:: Extracted text

1 of 25

Installing Python with Conda

Dr Andrew J. Stewart

E: drandrewjstewart@gmail.com

T: @ajstewart_lang

G: ajstewartlang

2 of 25

Goal of this session

The main goal of this session is to ensure you have a working Python installation using Conda that you can access via Jupyter Notebooks.

This installation might be on our own computer, or it might be on a University-managed device. Ideally, this will also be an Anaconda installation of Python - this will give you all the tools you need (plus the ability to manage Python libraries and dependencies) for the Python sessions in this unit.

If you don’t have access to a working Python installation by the end of this session, let me know!

3 of 25

Why learn Python?

  • Python is a general purpose programming language increasingly used for machine learning and scientific programming (as well as a bunch of other things such as the Instagram, Netflix, Spotify).

  • Many data science/analysis roles require a mix of Python and R - it’s great if you know one of these languages, even better if you know both!

  • Python and R are both interpreted languages - and code can be used together (you can run a Python script from within an R session, and vice versa).

  • You may find some things are easier/quicker to code in one language, and others in the other. So why not use both?

4 of 25

5 of 25

6 of 25

7 of 25

Installing Conda

8 of 25

More detailed instructions can be found here: https://docs.anaconda.com/anaconda/install/

9 of 25

Activating Conda and Running Python

Once you have installed Conda, you can verify it’s all working as expected. We will be working with Conda and Python via the Command Line, which in Windows you can access via “Anaconda Prompt” on Windows, or via the Terminal in MacOS and Linux.

Detailed instructions for can be found here: https://docs.anaconda.com/anaconda/install/verify-install/

Let’s now look at how we install Anaconda on Windows and Mac - and then check to make sure everything is working ok...

10 of 25

Jupyter Notebooks

Jupyter Notebooks run in your web browser and allow you to run chunks of Python code and see the output in the same window. You can save Jupyter Notebooks to share with others (so they can interact with your code too) and you can also export Jupyter Notebooks as .html files (amongst other formats) so people can see your code and output in the one document (cf. R Markdown generated .html files).

::::
:: Stored records

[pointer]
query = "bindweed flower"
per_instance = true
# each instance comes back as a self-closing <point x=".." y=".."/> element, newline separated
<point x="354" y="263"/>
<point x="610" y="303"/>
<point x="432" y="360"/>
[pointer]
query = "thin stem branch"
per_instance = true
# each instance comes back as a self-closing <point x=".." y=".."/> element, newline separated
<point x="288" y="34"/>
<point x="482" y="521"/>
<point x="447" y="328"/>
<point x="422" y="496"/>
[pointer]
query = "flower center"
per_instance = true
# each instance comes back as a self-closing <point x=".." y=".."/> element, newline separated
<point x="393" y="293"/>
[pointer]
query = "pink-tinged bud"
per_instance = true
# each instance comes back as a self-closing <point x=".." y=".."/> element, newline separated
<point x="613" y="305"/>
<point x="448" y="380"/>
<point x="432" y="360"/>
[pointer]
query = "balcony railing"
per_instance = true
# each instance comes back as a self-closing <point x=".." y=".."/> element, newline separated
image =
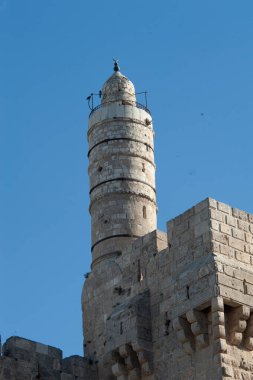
<point x="136" y="104"/>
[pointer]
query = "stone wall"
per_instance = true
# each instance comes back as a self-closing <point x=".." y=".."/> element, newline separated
<point x="24" y="359"/>
<point x="196" y="283"/>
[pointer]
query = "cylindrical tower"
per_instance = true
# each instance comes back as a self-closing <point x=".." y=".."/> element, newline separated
<point x="121" y="169"/>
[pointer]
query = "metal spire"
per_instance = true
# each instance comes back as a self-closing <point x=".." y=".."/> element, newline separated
<point x="116" y="66"/>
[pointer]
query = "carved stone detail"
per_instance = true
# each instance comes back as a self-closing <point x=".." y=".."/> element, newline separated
<point x="237" y="324"/>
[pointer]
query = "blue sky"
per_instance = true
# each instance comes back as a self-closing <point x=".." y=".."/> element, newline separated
<point x="194" y="58"/>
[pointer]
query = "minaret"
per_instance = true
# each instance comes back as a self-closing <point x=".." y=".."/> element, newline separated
<point x="121" y="169"/>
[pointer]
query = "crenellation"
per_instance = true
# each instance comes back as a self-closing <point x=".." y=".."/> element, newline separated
<point x="156" y="306"/>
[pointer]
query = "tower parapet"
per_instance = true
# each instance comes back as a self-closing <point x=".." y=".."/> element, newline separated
<point x="121" y="169"/>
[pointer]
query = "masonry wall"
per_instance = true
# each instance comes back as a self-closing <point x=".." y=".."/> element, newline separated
<point x="25" y="359"/>
<point x="176" y="305"/>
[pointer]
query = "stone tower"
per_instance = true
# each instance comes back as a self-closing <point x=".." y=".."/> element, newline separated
<point x="156" y="306"/>
<point x="121" y="169"/>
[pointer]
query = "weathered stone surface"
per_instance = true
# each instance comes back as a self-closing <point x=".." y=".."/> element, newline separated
<point x="156" y="306"/>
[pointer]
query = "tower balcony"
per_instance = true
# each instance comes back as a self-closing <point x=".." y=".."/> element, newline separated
<point x="121" y="109"/>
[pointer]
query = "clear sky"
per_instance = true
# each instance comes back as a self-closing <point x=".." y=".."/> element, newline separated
<point x="194" y="58"/>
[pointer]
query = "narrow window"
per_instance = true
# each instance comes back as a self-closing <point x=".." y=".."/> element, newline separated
<point x="139" y="273"/>
<point x="188" y="291"/>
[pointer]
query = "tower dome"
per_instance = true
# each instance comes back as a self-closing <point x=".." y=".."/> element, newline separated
<point x="117" y="88"/>
<point x="121" y="169"/>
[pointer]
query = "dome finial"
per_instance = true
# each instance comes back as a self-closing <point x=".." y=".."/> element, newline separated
<point x="116" y="66"/>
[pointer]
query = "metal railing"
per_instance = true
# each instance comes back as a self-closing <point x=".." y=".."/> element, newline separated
<point x="136" y="104"/>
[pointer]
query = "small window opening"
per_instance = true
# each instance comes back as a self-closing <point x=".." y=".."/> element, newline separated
<point x="188" y="291"/>
<point x="244" y="287"/>
<point x="139" y="274"/>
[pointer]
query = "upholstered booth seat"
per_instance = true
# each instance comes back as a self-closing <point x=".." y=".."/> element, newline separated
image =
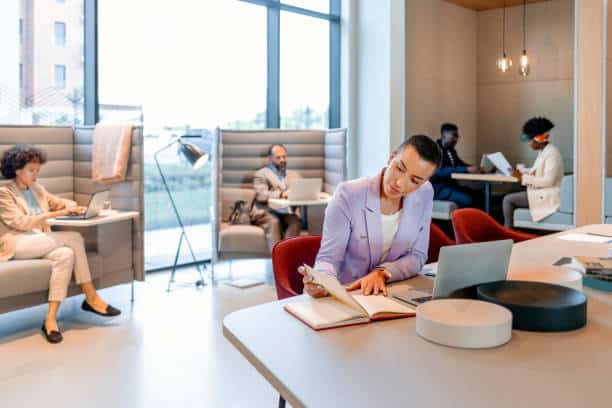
<point x="608" y="200"/>
<point x="243" y="238"/>
<point x="442" y="209"/>
<point x="313" y="153"/>
<point x="24" y="276"/>
<point x="114" y="250"/>
<point x="559" y="221"/>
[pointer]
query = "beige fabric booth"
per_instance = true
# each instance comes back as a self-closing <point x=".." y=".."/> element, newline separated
<point x="314" y="153"/>
<point x="114" y="251"/>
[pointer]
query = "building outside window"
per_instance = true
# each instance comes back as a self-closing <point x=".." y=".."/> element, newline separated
<point x="29" y="91"/>
<point x="60" y="76"/>
<point x="60" y="34"/>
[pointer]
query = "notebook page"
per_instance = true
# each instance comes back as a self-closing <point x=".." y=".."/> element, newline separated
<point x="323" y="312"/>
<point x="375" y="304"/>
<point x="334" y="287"/>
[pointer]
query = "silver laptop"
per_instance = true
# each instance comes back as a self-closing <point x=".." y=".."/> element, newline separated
<point x="461" y="266"/>
<point x="303" y="189"/>
<point x="96" y="203"/>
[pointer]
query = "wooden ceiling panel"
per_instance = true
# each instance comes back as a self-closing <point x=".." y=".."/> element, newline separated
<point x="480" y="5"/>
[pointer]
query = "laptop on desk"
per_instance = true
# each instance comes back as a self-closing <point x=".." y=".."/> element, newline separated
<point x="461" y="266"/>
<point x="305" y="189"/>
<point x="96" y="203"/>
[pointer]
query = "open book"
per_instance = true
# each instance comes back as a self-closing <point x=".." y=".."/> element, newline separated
<point x="496" y="161"/>
<point x="597" y="268"/>
<point x="342" y="308"/>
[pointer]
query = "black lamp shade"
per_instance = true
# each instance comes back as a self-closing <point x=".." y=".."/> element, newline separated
<point x="194" y="154"/>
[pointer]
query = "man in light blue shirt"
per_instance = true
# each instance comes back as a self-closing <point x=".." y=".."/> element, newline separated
<point x="273" y="181"/>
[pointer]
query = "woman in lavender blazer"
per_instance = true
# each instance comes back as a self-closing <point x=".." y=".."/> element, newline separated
<point x="376" y="229"/>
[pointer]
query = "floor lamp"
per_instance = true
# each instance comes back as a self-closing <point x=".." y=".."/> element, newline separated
<point x="196" y="157"/>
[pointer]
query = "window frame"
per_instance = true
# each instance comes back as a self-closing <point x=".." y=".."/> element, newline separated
<point x="56" y="32"/>
<point x="56" y="69"/>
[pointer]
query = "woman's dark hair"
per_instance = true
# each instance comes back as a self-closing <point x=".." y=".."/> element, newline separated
<point x="18" y="156"/>
<point x="537" y="126"/>
<point x="425" y="147"/>
<point x="448" y="127"/>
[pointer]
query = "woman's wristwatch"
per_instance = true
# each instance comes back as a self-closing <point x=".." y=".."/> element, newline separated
<point x="384" y="271"/>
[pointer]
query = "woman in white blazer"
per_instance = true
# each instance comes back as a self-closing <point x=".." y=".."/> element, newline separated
<point x="543" y="180"/>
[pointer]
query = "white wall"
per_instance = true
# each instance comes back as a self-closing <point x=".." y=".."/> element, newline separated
<point x="9" y="67"/>
<point x="441" y="75"/>
<point x="378" y="84"/>
<point x="507" y="100"/>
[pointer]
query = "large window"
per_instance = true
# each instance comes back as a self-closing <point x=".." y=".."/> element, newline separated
<point x="303" y="63"/>
<point x="203" y="72"/>
<point x="60" y="34"/>
<point x="60" y="76"/>
<point x="304" y="72"/>
<point x="227" y="63"/>
<point x="42" y="68"/>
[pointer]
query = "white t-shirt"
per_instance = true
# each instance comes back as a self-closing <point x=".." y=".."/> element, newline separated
<point x="390" y="225"/>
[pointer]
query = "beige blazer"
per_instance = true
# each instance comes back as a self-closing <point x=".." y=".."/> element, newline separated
<point x="15" y="217"/>
<point x="543" y="183"/>
<point x="267" y="185"/>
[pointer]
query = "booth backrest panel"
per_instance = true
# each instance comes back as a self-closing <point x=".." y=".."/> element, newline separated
<point x="244" y="152"/>
<point x="313" y="153"/>
<point x="125" y="195"/>
<point x="57" y="174"/>
<point x="336" y="169"/>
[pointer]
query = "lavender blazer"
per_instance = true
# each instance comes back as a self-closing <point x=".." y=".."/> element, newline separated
<point x="352" y="232"/>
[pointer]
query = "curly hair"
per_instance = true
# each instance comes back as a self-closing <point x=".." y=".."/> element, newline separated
<point x="536" y="126"/>
<point x="18" y="156"/>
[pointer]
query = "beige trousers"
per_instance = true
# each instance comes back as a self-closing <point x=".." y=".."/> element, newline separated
<point x="274" y="224"/>
<point x="65" y="250"/>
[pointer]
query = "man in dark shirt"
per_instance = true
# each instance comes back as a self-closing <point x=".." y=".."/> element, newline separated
<point x="446" y="188"/>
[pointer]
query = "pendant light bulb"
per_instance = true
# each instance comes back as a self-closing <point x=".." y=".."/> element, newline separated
<point x="524" y="64"/>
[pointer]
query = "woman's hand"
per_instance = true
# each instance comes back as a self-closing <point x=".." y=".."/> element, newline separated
<point x="78" y="210"/>
<point x="371" y="284"/>
<point x="313" y="289"/>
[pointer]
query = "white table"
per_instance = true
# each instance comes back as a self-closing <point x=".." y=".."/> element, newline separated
<point x="277" y="203"/>
<point x="388" y="364"/>
<point x="487" y="179"/>
<point x="324" y="199"/>
<point x="114" y="216"/>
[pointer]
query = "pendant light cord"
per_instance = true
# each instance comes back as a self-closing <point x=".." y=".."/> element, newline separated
<point x="504" y="31"/>
<point x="524" y="25"/>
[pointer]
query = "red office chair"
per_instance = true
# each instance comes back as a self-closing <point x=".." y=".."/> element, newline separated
<point x="287" y="256"/>
<point x="472" y="225"/>
<point x="437" y="239"/>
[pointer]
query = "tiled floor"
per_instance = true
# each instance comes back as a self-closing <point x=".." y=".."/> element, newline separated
<point x="165" y="350"/>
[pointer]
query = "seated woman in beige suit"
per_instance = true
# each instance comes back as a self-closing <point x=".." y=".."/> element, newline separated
<point x="25" y="206"/>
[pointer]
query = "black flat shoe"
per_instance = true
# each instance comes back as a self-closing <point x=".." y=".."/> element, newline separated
<point x="110" y="311"/>
<point x="53" y="336"/>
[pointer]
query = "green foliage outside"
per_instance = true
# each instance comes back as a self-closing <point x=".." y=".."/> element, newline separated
<point x="190" y="190"/>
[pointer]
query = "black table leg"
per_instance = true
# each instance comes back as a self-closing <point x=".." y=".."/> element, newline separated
<point x="487" y="197"/>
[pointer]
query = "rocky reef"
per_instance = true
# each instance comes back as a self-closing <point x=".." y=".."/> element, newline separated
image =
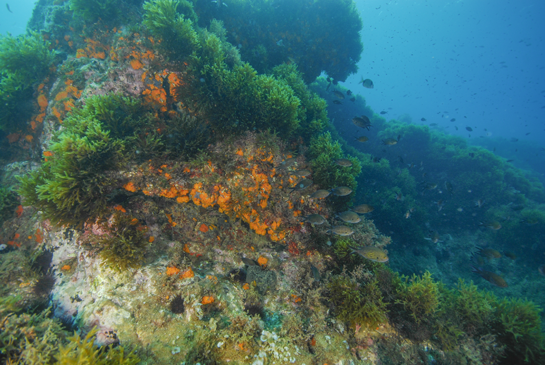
<point x="161" y="198"/>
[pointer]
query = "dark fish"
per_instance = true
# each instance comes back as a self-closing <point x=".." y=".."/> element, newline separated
<point x="390" y="141"/>
<point x="494" y="225"/>
<point x="429" y="186"/>
<point x="341" y="230"/>
<point x="338" y="94"/>
<point x="343" y="162"/>
<point x="363" y="209"/>
<point x="320" y="194"/>
<point x="448" y="186"/>
<point x="288" y="163"/>
<point x="248" y="262"/>
<point x="372" y="253"/>
<point x="315" y="273"/>
<point x="342" y="191"/>
<point x="303" y="184"/>
<point x="349" y="217"/>
<point x="435" y="237"/>
<point x="362" y="122"/>
<point x="367" y="83"/>
<point x="489" y="253"/>
<point x="517" y="207"/>
<point x="509" y="254"/>
<point x="491" y="277"/>
<point x="302" y="173"/>
<point x="315" y="219"/>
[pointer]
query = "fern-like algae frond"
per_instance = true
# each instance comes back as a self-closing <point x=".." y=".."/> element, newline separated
<point x="162" y="18"/>
<point x="420" y="296"/>
<point x="357" y="304"/>
<point x="27" y="56"/>
<point x="84" y="351"/>
<point x="124" y="248"/>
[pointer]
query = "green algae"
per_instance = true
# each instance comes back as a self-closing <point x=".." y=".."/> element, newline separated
<point x="24" y="61"/>
<point x="125" y="246"/>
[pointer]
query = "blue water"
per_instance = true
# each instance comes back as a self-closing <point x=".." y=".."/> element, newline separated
<point x="480" y="62"/>
<point x="15" y="22"/>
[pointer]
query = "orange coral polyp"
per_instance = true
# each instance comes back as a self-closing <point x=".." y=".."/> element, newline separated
<point x="182" y="199"/>
<point x="188" y="274"/>
<point x="130" y="187"/>
<point x="172" y="271"/>
<point x="207" y="300"/>
<point x="262" y="261"/>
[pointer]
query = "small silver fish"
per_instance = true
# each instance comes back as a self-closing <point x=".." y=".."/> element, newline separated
<point x="315" y="219"/>
<point x="320" y="194"/>
<point x="341" y="191"/>
<point x="349" y="217"/>
<point x="341" y="230"/>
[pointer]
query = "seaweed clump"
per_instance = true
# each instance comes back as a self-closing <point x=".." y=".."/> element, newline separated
<point x="230" y="95"/>
<point x="73" y="183"/>
<point x="358" y="302"/>
<point x="519" y="328"/>
<point x="94" y="10"/>
<point x="24" y="60"/>
<point x="125" y="246"/>
<point x="323" y="153"/>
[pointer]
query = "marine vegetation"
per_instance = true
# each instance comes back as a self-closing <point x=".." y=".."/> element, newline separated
<point x="358" y="302"/>
<point x="24" y="60"/>
<point x="519" y="327"/>
<point x="84" y="351"/>
<point x="420" y="296"/>
<point x="8" y="203"/>
<point x="93" y="10"/>
<point x="318" y="36"/>
<point x="124" y="245"/>
<point x="324" y="151"/>
<point x="186" y="194"/>
<point x="70" y="186"/>
<point x="172" y="22"/>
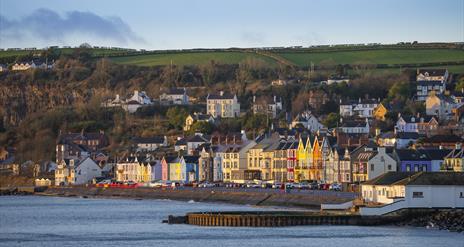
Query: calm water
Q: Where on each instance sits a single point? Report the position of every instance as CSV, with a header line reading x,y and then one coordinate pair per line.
x,y
54,221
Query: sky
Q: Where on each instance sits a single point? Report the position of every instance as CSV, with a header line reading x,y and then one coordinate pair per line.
x,y
184,24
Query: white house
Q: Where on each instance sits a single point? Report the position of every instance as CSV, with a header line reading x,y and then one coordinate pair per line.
x,y
308,120
354,127
401,190
148,144
222,105
86,170
380,163
363,108
175,96
137,100
266,105
441,106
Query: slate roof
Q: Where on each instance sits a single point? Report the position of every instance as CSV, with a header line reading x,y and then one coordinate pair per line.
x,y
411,155
147,140
218,96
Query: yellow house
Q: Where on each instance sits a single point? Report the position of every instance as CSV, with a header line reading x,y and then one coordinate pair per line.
x,y
454,161
301,171
380,112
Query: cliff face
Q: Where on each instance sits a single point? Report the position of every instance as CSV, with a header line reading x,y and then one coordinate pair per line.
x,y
17,101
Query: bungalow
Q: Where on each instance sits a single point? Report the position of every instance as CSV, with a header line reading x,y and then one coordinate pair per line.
x,y
402,190
174,96
149,144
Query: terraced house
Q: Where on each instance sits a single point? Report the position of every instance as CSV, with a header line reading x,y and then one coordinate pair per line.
x,y
223,105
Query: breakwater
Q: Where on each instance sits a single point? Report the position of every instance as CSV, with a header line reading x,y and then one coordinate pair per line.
x,y
272,198
279,219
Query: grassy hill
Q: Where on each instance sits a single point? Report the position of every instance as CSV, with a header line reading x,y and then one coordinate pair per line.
x,y
378,56
193,58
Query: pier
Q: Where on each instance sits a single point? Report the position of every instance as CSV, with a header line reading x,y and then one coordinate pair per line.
x,y
278,219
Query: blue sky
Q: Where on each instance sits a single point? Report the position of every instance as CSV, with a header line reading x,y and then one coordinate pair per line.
x,y
175,24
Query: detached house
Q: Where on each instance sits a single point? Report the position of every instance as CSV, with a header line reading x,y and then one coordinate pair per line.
x,y
267,105
429,80
148,144
223,105
175,96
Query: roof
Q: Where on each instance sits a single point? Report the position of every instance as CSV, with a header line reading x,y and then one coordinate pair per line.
x,y
433,72
435,154
411,154
388,178
154,139
190,159
434,178
176,91
220,96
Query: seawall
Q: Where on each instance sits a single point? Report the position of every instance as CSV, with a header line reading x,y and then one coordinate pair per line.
x,y
273,198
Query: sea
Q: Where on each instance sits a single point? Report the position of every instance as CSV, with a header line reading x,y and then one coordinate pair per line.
x,y
63,221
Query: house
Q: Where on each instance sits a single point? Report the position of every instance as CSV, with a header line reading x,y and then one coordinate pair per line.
x,y
422,125
363,108
3,68
381,111
167,163
430,80
436,156
317,99
80,145
359,162
399,139
441,106
423,190
270,106
64,172
337,79
174,96
439,141
133,169
432,75
308,121
197,117
380,163
411,160
223,105
86,170
149,144
137,100
454,161
354,126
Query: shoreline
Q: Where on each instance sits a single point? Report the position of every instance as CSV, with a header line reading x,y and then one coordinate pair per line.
x,y
254,199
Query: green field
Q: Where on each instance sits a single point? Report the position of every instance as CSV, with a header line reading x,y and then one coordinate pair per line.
x,y
381,56
193,58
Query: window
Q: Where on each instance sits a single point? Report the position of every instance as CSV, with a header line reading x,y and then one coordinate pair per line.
x,y
417,194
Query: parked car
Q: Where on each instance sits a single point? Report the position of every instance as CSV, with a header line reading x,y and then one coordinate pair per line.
x,y
335,187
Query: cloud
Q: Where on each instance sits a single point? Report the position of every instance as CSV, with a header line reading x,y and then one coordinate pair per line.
x,y
75,27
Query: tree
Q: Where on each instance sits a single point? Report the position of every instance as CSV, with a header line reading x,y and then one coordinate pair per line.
x,y
176,117
331,120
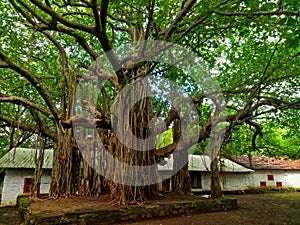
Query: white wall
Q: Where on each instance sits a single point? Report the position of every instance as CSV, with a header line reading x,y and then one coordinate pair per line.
x,y
289,178
229,181
14,184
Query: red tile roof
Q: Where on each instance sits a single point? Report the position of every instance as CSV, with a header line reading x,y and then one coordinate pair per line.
x,y
264,162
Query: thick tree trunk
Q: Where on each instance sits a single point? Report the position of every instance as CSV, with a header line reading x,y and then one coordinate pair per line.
x,y
61,177
181,182
215,145
39,159
138,149
216,190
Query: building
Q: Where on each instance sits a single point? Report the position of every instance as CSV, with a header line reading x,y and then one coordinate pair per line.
x,y
19,165
233,176
272,172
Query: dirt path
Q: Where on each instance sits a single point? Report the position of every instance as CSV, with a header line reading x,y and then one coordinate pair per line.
x,y
253,210
258,209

::::

In the Python installation slides, what file type can Jupyter Notebooks be exported as so people can see code and output in one document? These rows come from a different source than the Python installation slides.

They can be exported as .html files.